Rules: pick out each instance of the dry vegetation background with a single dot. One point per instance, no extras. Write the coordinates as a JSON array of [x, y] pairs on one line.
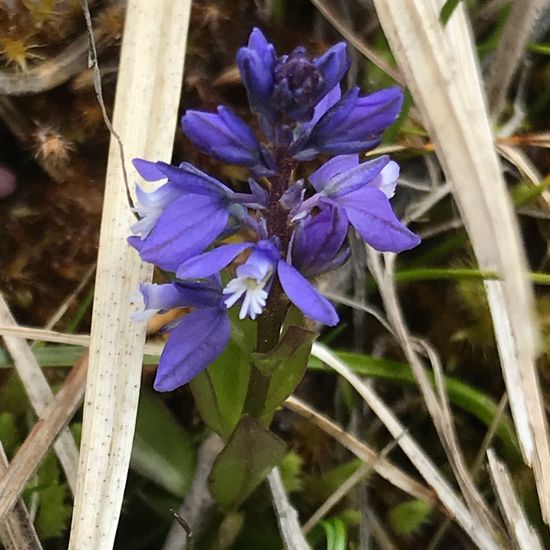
[[421, 422]]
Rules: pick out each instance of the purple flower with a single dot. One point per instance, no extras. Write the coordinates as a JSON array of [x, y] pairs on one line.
[[197, 338], [224, 136], [318, 241], [361, 192], [184, 216], [291, 84], [350, 125], [254, 279], [296, 233]]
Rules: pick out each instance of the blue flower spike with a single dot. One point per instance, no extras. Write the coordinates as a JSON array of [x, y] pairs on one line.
[[284, 232]]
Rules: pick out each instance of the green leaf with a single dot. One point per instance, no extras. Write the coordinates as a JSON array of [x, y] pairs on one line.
[[288, 364], [9, 434], [406, 518], [251, 453], [447, 10], [461, 395], [53, 513], [220, 391], [291, 472], [336, 533], [162, 450], [542, 48]]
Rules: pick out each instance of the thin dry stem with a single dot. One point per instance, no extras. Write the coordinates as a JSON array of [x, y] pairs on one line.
[[511, 48], [356, 42], [440, 66], [287, 516], [17, 531], [39, 392], [355, 478], [381, 466], [483, 537], [519, 528], [438, 405], [145, 112], [55, 417]]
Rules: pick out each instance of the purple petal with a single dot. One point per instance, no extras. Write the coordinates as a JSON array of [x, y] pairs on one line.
[[183, 230], [304, 296], [355, 178], [224, 136], [192, 180], [386, 181], [255, 64], [318, 240], [333, 65], [210, 262], [196, 342], [261, 195], [355, 123], [147, 170], [333, 167], [369, 211], [151, 205], [299, 148]]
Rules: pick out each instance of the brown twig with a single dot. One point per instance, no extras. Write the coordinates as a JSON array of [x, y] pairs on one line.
[[42, 436], [17, 531]]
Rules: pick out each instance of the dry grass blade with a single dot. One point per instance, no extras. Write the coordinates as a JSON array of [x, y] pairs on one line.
[[470, 523], [355, 478], [287, 517], [39, 392], [436, 403], [45, 431], [17, 531], [147, 97], [521, 532], [380, 465], [527, 169], [54, 337], [356, 42], [441, 71], [511, 48]]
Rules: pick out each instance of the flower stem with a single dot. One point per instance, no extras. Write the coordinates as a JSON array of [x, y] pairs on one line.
[[270, 322]]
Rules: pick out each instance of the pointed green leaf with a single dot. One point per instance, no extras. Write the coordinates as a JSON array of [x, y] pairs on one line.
[[220, 391], [251, 453], [162, 450]]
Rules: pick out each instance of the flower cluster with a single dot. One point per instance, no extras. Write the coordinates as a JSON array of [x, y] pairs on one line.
[[300, 227]]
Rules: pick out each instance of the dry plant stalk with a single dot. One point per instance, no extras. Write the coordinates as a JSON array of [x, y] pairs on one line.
[[511, 48], [147, 98], [17, 531], [440, 67], [359, 475], [436, 403], [380, 465], [469, 522], [287, 517], [40, 393], [54, 337], [521, 532], [55, 417]]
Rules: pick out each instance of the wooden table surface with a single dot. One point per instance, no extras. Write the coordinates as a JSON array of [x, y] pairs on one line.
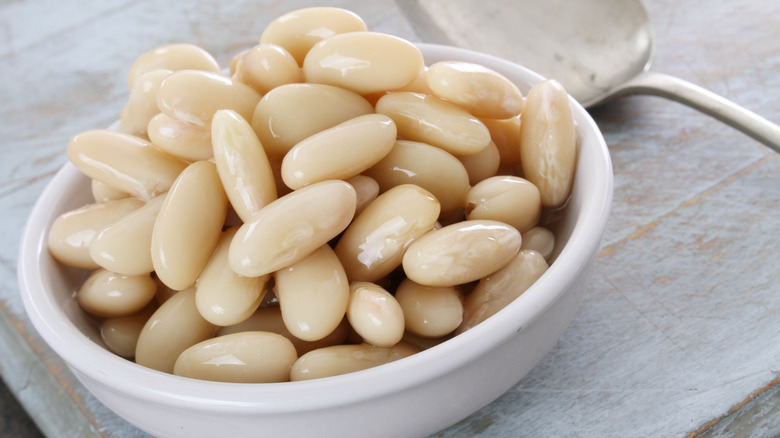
[[679, 334]]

__Set exercise__. Render the records from the start through the line containing "112], [55, 417]]", inclusive, as a numbered list with blank lines dropped. Leave the pictures out.

__Reply to the exercise__.
1. Rules: pick out each instance of the dry vegetation background with a single dot. One point per instance, no extras. Write the coordinates as a JSON array of [x, y] pairs on one line.
2. [[421, 422]]
3. Rules: pick out each instance of the purple flower with a single dot. One point per instance, no extras. Write the coordinates as a JSON array of [x, y] pairs on one line.
4. [[197, 338], [224, 136], [318, 241], [361, 192], [184, 216], [291, 84], [350, 125], [254, 279], [296, 233]]
5. Rules: pick out each instance of the blue flower spike with a single dot. One point per instance, no extras. Write the coordinates as a JSON array of [x, y] pairs on one line.
6. [[284, 232]]
7. Rules: pick out each instance of the green leaf with a single dot. One point per instance, no extras. Write the coordinates as a JSON array of [x, y] pairs on one line.
8. [[288, 364], [9, 434], [406, 518], [251, 453], [447, 10], [461, 395], [53, 513], [220, 391], [291, 472], [336, 533], [162, 450], [542, 48]]
9. Rules: pick out each instance of the thin dry stem with a single dot. One point per instance, no extras. Write the coordinates as a JSON array of [x, y] pairs on one line.
10. [[511, 48], [356, 42], [440, 66], [287, 516], [17, 531], [39, 392], [355, 478], [381, 466], [483, 537], [519, 528], [438, 405], [145, 112], [55, 417]]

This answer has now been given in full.